(Records shown)
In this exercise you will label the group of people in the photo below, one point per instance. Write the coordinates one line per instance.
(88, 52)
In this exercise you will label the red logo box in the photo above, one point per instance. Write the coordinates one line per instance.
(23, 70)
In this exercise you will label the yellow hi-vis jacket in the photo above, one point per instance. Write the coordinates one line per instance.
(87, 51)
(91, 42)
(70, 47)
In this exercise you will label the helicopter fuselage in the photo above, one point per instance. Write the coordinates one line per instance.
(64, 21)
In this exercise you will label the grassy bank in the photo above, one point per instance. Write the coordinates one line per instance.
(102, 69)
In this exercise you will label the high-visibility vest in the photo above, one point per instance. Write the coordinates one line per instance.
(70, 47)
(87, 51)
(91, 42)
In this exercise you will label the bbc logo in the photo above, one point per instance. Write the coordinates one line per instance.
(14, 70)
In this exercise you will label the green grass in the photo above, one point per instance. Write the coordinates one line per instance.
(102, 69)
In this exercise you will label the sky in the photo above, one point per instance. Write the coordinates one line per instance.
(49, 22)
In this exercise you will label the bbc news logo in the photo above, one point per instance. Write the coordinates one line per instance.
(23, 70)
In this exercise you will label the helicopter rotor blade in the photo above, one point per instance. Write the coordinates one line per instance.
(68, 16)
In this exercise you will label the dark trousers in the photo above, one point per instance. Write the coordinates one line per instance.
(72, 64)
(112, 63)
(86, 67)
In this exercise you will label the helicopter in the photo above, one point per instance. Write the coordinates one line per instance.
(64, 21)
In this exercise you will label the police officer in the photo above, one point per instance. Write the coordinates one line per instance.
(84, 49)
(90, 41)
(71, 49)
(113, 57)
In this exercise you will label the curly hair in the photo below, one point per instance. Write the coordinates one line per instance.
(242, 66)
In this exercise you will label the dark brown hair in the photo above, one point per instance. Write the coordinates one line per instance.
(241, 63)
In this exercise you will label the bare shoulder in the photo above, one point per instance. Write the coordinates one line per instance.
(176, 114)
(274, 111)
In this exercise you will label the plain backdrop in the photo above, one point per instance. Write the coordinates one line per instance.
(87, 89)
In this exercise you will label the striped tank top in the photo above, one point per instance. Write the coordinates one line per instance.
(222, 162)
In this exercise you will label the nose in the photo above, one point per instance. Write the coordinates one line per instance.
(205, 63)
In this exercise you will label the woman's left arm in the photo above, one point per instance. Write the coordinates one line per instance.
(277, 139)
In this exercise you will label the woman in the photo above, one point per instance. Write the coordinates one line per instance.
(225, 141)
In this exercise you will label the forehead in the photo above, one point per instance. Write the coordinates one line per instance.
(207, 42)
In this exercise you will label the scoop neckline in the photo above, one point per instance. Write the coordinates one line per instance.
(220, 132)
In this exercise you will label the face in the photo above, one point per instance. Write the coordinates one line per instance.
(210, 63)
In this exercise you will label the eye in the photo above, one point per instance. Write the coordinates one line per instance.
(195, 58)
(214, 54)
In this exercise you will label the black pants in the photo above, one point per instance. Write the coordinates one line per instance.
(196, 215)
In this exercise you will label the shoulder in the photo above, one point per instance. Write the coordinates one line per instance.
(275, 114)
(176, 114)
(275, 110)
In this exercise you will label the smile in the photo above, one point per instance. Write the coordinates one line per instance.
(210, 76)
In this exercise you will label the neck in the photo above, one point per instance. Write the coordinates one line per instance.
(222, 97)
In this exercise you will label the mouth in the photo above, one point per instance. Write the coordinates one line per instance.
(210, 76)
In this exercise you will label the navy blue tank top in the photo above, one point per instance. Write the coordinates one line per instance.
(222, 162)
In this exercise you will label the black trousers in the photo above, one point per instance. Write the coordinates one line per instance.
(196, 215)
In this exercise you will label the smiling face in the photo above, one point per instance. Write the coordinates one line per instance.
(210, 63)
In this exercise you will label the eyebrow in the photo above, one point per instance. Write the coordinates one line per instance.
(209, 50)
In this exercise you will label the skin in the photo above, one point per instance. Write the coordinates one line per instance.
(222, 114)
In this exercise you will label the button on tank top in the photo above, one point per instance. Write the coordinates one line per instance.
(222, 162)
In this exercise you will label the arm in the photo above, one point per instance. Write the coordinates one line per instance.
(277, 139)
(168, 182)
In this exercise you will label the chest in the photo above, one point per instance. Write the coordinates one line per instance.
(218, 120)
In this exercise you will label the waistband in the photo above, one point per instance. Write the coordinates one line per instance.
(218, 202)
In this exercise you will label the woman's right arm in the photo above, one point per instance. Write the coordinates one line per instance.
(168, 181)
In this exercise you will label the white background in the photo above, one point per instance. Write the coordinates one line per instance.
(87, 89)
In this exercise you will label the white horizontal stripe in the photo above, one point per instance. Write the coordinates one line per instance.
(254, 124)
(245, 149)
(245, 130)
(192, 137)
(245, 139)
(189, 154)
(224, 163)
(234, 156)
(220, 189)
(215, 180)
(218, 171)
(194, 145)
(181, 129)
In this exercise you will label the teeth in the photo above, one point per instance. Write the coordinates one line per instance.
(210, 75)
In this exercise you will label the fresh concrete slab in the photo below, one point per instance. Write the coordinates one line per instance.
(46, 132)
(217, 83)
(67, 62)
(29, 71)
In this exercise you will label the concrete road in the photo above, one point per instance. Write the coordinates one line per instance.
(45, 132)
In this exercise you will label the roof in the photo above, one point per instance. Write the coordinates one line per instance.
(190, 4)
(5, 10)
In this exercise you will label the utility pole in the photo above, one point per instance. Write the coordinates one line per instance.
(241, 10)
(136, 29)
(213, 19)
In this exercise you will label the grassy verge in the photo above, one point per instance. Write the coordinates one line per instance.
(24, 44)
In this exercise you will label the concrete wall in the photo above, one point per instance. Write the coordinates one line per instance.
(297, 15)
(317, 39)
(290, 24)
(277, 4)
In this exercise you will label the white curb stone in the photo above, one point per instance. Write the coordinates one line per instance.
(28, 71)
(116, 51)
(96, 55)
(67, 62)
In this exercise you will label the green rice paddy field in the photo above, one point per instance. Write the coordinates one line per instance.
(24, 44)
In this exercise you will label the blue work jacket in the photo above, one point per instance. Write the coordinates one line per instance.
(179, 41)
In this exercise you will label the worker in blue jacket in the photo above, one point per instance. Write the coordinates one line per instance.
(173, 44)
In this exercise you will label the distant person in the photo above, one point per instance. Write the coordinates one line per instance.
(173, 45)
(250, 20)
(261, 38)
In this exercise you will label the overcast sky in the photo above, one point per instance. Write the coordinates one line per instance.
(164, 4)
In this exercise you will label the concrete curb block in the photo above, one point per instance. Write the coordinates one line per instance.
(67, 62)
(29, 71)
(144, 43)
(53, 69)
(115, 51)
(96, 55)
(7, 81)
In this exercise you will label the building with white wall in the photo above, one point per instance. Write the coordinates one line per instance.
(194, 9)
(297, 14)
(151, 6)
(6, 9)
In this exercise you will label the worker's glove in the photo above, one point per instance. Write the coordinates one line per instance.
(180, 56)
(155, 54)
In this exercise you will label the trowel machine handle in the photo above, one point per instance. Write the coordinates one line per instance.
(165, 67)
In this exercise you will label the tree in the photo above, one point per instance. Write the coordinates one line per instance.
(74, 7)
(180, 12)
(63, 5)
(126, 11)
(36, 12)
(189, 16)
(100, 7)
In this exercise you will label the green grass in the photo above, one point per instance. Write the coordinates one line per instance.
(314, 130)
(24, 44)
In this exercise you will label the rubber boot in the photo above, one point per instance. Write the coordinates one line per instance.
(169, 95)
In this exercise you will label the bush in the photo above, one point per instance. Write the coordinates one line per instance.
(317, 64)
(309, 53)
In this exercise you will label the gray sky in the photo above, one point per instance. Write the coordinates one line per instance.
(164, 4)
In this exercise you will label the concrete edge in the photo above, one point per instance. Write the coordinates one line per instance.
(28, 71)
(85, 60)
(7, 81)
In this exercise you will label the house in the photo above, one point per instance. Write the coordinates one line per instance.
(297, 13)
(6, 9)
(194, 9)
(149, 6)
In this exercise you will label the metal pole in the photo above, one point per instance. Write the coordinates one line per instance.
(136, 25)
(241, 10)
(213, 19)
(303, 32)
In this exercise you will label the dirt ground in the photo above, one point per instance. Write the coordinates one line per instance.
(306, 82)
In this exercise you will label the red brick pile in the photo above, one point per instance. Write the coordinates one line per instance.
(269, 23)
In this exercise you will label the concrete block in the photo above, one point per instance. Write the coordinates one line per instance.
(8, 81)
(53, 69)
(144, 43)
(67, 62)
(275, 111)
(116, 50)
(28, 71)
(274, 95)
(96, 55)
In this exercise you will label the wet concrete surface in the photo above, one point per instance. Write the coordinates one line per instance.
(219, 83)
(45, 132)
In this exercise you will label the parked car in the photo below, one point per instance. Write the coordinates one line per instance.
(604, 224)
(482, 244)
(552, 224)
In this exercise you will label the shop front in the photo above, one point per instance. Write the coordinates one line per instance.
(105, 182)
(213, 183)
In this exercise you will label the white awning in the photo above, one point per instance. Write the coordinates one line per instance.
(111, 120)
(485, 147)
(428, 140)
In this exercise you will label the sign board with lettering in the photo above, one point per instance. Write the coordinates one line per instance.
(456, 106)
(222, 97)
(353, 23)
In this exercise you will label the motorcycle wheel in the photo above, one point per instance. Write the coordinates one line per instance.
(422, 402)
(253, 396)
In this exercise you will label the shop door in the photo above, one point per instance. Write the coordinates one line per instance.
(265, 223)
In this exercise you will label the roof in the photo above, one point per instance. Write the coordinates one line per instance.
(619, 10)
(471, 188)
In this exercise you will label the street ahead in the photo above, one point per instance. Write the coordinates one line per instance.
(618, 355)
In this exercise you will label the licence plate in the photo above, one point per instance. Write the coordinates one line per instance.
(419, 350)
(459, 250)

(What you are asked to do) Every line from the one containing "In this exercise you will label the shop door" through the last line of the entries must be written out verbatim, and no other line.

(The output)
In this exercise you will label the shop door in the photo above, one point per instance. Write the coordinates one line per instance.
(265, 223)
In this exercise you will label the roof in the photo above, one point per instance. Write the coordinates one line per instance.
(619, 10)
(471, 188)
In this exercise you will label the street ahead in the photo above, one point per instance. Write the coordinates one line per instance.
(618, 355)
In this exercise you will label the licence plate in the photo above, one point per instance. Write the coordinates one line per instance.
(419, 350)
(459, 250)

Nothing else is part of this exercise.